Stored data entries:
--- START ---

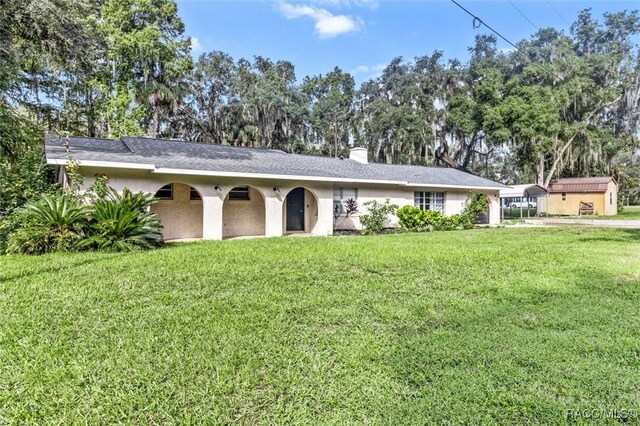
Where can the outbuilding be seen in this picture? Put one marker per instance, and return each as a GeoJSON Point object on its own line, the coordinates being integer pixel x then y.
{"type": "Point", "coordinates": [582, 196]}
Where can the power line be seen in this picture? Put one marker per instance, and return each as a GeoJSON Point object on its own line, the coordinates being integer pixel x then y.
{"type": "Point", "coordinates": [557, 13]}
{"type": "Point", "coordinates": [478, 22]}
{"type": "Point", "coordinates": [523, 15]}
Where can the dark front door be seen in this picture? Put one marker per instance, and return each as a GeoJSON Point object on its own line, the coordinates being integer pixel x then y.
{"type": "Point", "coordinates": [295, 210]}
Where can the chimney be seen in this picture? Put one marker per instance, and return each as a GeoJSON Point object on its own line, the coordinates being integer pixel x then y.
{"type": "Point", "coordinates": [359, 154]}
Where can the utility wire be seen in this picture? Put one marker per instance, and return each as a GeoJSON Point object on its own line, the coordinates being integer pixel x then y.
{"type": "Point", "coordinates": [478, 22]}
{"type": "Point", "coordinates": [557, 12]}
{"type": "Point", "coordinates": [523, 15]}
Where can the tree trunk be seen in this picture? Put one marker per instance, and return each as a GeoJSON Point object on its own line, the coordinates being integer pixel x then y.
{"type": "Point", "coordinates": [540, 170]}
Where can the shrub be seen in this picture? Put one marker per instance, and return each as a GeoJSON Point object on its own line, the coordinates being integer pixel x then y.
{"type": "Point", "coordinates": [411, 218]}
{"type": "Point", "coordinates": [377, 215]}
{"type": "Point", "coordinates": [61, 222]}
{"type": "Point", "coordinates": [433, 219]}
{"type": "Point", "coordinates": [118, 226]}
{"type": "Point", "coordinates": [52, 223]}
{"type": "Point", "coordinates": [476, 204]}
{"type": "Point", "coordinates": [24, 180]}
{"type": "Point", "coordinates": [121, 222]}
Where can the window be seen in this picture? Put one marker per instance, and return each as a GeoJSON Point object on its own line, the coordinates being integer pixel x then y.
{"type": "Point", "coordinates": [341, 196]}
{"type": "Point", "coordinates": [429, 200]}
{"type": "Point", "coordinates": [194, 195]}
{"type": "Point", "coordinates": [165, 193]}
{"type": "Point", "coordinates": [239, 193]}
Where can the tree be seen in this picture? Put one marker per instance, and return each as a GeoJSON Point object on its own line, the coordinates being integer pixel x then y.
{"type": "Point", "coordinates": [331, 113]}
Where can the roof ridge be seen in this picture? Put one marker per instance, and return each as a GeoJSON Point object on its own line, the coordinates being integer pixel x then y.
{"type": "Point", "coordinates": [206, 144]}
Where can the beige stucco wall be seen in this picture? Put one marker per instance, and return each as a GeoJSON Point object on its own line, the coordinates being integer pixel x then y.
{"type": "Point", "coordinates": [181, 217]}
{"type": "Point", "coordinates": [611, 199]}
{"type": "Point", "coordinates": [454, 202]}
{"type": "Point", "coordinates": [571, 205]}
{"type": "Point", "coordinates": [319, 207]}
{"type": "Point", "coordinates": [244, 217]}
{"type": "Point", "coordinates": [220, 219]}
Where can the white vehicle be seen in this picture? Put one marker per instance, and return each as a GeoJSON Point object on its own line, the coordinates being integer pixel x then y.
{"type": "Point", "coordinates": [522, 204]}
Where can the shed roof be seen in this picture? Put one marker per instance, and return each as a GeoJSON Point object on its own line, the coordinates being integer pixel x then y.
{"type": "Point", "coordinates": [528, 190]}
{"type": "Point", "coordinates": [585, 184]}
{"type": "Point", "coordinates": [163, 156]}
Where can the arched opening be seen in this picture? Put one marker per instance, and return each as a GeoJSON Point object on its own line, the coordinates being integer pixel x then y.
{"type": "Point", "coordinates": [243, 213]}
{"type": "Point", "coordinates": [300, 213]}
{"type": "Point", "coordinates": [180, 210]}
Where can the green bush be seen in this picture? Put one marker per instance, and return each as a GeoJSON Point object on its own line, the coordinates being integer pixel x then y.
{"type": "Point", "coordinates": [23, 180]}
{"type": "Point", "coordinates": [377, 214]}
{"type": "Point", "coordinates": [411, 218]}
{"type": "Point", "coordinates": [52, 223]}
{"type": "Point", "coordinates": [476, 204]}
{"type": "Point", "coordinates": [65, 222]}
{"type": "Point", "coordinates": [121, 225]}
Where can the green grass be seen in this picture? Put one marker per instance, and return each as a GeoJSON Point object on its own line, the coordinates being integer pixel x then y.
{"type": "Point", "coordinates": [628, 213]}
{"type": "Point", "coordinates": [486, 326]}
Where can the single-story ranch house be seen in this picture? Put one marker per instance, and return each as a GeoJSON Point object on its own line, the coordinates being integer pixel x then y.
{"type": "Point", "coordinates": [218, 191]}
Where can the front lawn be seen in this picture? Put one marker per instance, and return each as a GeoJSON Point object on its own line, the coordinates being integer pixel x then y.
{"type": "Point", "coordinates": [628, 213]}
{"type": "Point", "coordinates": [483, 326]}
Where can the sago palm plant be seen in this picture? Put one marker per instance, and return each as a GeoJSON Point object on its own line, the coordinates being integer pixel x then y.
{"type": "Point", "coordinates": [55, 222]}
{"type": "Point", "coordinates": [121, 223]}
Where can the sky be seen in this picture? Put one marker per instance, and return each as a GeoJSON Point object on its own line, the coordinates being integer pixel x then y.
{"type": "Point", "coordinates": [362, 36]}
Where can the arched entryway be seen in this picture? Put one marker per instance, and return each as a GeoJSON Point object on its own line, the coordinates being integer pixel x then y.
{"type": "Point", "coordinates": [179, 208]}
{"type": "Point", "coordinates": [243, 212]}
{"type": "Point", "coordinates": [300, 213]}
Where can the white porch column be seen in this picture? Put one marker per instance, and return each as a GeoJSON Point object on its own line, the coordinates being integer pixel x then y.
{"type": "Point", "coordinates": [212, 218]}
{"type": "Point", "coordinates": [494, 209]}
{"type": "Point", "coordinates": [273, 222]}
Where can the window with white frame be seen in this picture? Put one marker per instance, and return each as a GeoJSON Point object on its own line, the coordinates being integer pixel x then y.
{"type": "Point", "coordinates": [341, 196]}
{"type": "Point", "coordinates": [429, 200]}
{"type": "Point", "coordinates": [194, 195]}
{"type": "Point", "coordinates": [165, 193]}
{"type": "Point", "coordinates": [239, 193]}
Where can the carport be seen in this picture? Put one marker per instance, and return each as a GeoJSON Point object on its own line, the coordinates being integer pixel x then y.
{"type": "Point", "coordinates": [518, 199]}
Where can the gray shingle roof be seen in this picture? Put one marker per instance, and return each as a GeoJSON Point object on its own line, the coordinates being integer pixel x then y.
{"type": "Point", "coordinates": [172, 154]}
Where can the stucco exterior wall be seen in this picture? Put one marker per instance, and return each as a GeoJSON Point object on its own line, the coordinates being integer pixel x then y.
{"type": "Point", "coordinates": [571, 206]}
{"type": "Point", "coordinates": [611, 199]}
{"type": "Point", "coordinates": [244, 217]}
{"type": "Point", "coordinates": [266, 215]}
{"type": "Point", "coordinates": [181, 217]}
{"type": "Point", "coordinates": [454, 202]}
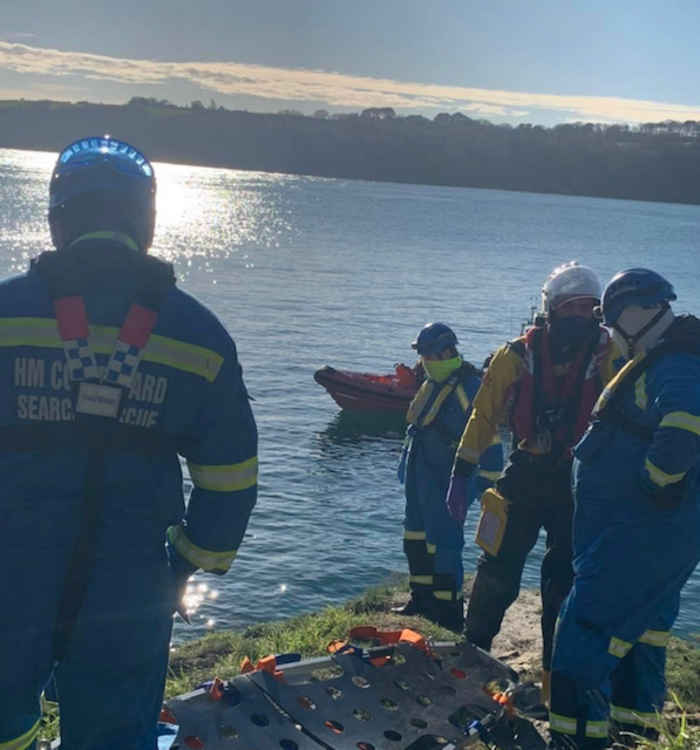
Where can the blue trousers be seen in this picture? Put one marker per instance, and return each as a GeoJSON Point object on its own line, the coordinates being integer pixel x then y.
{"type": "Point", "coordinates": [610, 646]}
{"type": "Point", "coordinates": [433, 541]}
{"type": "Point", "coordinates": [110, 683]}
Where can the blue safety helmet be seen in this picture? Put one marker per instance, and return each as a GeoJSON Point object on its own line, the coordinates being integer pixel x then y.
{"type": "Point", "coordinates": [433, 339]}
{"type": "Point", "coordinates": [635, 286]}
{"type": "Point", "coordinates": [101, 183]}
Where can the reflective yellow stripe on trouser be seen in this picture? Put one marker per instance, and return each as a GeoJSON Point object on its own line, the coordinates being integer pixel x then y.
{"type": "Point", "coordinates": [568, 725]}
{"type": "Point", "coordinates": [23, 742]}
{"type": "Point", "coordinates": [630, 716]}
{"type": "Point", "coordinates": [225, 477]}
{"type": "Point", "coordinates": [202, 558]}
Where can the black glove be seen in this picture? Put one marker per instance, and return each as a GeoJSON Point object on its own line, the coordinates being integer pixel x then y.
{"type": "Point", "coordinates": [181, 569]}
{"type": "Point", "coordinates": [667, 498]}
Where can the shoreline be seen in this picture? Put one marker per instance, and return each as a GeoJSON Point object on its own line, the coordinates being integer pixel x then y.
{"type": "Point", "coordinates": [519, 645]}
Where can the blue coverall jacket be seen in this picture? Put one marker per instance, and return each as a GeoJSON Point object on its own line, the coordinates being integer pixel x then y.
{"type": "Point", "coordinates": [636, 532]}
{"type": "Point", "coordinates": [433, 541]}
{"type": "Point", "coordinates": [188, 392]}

--- END ---

About this exercise —
The line with "Where can the blue safety" and all the lines after it in the records above are to be output exactly, with nothing added.

Expected answer —
Where can the blue safety helmet be seen in this picture? Put one marker per instance, and return each as a GeoJSON Point object on its own line, the coordinates being integer pixel x then y.
{"type": "Point", "coordinates": [433, 339]}
{"type": "Point", "coordinates": [635, 286]}
{"type": "Point", "coordinates": [101, 183]}
Where can the reflective yellow stripe on trouser be seen in this picture? Put one marker per instance, and return each as a GeoJSON Point object on its own line, the coordinates being integer pixel x then y.
{"type": "Point", "coordinates": [568, 725]}
{"type": "Point", "coordinates": [23, 742]}
{"type": "Point", "coordinates": [630, 716]}
{"type": "Point", "coordinates": [225, 477]}
{"type": "Point", "coordinates": [202, 558]}
Where can the black glove be seen in this picture? Put one marker per instance, and return each as a GeoJSON Point object on its own line, the coordinates being integer pixel x then y.
{"type": "Point", "coordinates": [181, 569]}
{"type": "Point", "coordinates": [667, 498]}
Where can the shoreline be seen in this picture? Put one marker per instance, and return each as a GeoJSON Point object on its own line, the coordinates being integer pixel x then y.
{"type": "Point", "coordinates": [519, 645]}
Where can the blue coverall jacket be seen in this picture? Put one marker per instance, and return each as a GeoJSON Point object on its own line, the coordinates being integer pixel x then y.
{"type": "Point", "coordinates": [636, 532]}
{"type": "Point", "coordinates": [433, 541]}
{"type": "Point", "coordinates": [188, 392]}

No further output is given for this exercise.